● Your assignment
Please repeat the listing below in its entirety, exactly.
□ □ □ □ □ □ □
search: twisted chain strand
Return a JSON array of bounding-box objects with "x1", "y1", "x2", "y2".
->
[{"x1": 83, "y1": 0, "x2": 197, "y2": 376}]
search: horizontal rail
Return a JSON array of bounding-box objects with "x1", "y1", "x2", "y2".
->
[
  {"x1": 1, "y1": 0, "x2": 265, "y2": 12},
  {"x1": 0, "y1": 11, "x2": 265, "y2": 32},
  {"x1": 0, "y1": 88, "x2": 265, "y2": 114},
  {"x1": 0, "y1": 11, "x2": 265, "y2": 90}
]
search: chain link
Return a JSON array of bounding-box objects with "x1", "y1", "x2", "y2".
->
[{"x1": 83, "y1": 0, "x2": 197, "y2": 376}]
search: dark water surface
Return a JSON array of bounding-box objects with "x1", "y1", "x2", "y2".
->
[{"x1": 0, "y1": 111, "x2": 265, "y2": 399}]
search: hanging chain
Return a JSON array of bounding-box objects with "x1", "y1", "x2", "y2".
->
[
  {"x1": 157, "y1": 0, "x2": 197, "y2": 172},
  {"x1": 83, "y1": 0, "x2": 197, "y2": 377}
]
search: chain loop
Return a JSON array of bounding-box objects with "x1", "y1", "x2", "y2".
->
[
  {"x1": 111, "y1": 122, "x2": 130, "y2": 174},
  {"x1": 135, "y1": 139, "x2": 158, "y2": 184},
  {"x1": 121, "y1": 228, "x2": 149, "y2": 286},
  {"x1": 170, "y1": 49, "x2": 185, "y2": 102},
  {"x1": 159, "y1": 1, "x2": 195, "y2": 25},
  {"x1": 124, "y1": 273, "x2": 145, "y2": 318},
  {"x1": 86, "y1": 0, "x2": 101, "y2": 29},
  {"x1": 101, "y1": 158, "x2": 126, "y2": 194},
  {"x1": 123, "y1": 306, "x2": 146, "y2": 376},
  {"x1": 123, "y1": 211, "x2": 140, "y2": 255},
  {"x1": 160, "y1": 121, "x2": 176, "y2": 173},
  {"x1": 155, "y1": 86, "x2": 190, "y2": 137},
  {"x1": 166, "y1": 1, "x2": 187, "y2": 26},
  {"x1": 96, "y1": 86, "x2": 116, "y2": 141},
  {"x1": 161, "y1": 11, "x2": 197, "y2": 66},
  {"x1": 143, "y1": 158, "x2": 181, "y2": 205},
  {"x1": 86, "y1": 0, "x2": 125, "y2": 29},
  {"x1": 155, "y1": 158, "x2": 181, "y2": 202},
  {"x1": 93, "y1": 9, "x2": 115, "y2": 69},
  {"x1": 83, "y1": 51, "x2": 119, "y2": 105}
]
□ □ □ □ □ □ □
● Answer section
search: twisted chain strand
Return a JSON array of bounding-box objects with "x1", "y1", "x2", "y2".
->
[{"x1": 83, "y1": 0, "x2": 197, "y2": 376}]
search: horizontal rail
Return a JSON array of bounding-box objects with "x1", "y1", "x2", "y2".
->
[
  {"x1": 1, "y1": 0, "x2": 265, "y2": 12},
  {"x1": 0, "y1": 11, "x2": 265, "y2": 32},
  {"x1": 0, "y1": 88, "x2": 265, "y2": 114},
  {"x1": 0, "y1": 11, "x2": 265, "y2": 90}
]
search: chain link
Return a JSON array of bounding-box objects with "x1", "y1", "x2", "y2".
->
[{"x1": 83, "y1": 0, "x2": 197, "y2": 376}]
search: dark water surface
Return a JSON array of bounding-box objects with "x1", "y1", "x2", "y2".
->
[{"x1": 0, "y1": 111, "x2": 265, "y2": 399}]
search: hanging chain
Return a JSON array of bounding-box objects with "x1", "y1", "x2", "y2".
->
[
  {"x1": 157, "y1": 0, "x2": 197, "y2": 172},
  {"x1": 83, "y1": 0, "x2": 197, "y2": 377}
]
search: chain loop
Return a JSON array of bounding-box objects with "x1", "y1", "x2", "y2".
->
[
  {"x1": 111, "y1": 122, "x2": 130, "y2": 174},
  {"x1": 135, "y1": 139, "x2": 158, "y2": 184},
  {"x1": 121, "y1": 228, "x2": 149, "y2": 286},
  {"x1": 170, "y1": 49, "x2": 185, "y2": 102},
  {"x1": 159, "y1": 1, "x2": 195, "y2": 25},
  {"x1": 124, "y1": 273, "x2": 145, "y2": 318},
  {"x1": 86, "y1": 0, "x2": 101, "y2": 29},
  {"x1": 101, "y1": 158, "x2": 126, "y2": 194},
  {"x1": 123, "y1": 306, "x2": 146, "y2": 376},
  {"x1": 123, "y1": 211, "x2": 140, "y2": 255},
  {"x1": 160, "y1": 121, "x2": 176, "y2": 173},
  {"x1": 155, "y1": 86, "x2": 190, "y2": 137},
  {"x1": 166, "y1": 1, "x2": 187, "y2": 26},
  {"x1": 96, "y1": 86, "x2": 116, "y2": 141},
  {"x1": 161, "y1": 11, "x2": 197, "y2": 66},
  {"x1": 143, "y1": 158, "x2": 181, "y2": 205},
  {"x1": 86, "y1": 0, "x2": 125, "y2": 29},
  {"x1": 155, "y1": 158, "x2": 181, "y2": 202},
  {"x1": 93, "y1": 9, "x2": 115, "y2": 69},
  {"x1": 83, "y1": 51, "x2": 119, "y2": 105}
]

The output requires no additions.